Top of Document segment

Another miraculous story has come out of the catastrophic tornadoes Kentucky faced earlier this month. Two babies sheltering in a bathtub were found safe after the house was destroyed.
Their grandmother, Clara Lutz, spoke to WFIE-TV about the incident. She detailed how she put the two babies, Kaden, 15 months, and Dallas, 3 months, in the tub. Then, she cushioned them with a blanket and pillow. She also put a Bible in the tub with them. Soon after, the house started to shake. Lutz stated, “Next thing I knew, the tub had lifted and it was out of my hands. I couldn’t hold on. I just – oh my God.”
During the tornado, Lutz was hit in the head with the water tank from the tub. The house had been stripped away from the foundation up. After things settled down she began looking for the babies amidst the wreckage, before finding the tub in the yard.

Bottom of Document segment
Top of Supplied information

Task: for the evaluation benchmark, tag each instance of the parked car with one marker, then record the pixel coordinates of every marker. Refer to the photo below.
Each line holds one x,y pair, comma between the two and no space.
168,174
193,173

Bottom of Supplied information

**Required tasks**:
- a) In the Kentucky tornado article, what did Clara Lutz place in the tub with the babies besides a blanket and pillow?
- b) Using the Kentucky tornado article, decide whether each statement agrees with it: (i) Dallas was 15 months old. (ii) Lutz was struck in the head by the tub's water tank. (iii) Lutz found the tub in the yard.

**Numbered answers**:
- a) A Bible.

- b)
(i) No: "Kaden, 15 months, and Dallas, 3 months"
(ii) Yes: "Lutz was hit in the head with the water tank from the tub"
(iii) Yes: "before finding the tub in the yard"